---------- Data to use ----------
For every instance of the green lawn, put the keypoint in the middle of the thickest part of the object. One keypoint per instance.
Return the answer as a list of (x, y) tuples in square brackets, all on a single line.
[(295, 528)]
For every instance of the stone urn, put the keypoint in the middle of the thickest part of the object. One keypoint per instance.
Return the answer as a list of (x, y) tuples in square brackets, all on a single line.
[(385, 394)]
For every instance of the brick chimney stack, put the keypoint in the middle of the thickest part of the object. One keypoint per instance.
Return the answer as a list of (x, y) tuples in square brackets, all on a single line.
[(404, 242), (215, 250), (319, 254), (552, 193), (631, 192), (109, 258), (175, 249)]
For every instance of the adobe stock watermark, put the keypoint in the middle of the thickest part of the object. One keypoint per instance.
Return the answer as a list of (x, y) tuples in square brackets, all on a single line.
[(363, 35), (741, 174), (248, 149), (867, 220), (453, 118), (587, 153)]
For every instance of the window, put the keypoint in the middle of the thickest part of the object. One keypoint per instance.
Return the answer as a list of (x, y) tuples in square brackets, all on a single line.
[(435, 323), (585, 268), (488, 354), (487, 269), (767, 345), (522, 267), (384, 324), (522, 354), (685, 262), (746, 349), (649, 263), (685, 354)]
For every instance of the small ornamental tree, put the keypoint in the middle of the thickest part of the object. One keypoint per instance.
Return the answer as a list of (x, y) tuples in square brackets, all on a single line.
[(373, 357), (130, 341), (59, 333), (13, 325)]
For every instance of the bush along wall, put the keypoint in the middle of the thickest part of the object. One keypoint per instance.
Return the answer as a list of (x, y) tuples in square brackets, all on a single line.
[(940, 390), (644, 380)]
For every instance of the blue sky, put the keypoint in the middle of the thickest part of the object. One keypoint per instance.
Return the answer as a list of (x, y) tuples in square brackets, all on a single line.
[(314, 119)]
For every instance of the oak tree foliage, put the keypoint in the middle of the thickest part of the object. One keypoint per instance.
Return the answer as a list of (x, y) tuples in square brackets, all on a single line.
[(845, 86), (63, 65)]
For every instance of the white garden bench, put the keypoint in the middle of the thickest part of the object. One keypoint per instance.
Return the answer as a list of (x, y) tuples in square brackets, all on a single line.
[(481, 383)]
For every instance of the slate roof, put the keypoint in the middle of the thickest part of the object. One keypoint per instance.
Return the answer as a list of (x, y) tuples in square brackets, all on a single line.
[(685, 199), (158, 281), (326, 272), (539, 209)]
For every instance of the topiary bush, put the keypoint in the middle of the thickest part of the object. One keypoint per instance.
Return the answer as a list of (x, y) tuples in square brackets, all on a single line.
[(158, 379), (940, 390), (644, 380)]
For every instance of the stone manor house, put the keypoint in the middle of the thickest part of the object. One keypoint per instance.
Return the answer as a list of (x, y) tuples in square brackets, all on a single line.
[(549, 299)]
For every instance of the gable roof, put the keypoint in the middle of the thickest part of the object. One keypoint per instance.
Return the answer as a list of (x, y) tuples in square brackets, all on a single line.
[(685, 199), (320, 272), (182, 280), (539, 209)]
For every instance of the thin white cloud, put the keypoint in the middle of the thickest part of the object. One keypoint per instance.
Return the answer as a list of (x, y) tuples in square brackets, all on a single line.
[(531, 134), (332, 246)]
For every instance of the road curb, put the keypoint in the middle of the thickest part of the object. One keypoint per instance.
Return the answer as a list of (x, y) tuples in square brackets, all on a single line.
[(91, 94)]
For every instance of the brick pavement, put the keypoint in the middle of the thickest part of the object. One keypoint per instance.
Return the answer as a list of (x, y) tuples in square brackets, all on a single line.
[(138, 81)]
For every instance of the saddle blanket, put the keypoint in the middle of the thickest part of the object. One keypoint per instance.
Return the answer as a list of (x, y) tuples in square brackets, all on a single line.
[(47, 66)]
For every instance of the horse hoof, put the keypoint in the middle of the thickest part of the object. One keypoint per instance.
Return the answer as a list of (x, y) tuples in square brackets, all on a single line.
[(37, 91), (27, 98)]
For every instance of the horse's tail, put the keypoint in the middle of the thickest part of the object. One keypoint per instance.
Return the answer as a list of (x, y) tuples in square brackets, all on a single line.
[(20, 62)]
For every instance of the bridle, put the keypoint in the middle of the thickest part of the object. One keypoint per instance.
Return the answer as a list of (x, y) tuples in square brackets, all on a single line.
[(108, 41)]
----------
> [What you need to do]
Return every line of the listing above where "tree" appears.

> [Solution for this task]
For every instance of the small ornamental tree, put the keypoint in the middle of the thickest part of the object. One keypoint per instance.
For every instance of the oak tree foliage, put the keypoint in the middle of the thickest part of the object. One keypoint per instance.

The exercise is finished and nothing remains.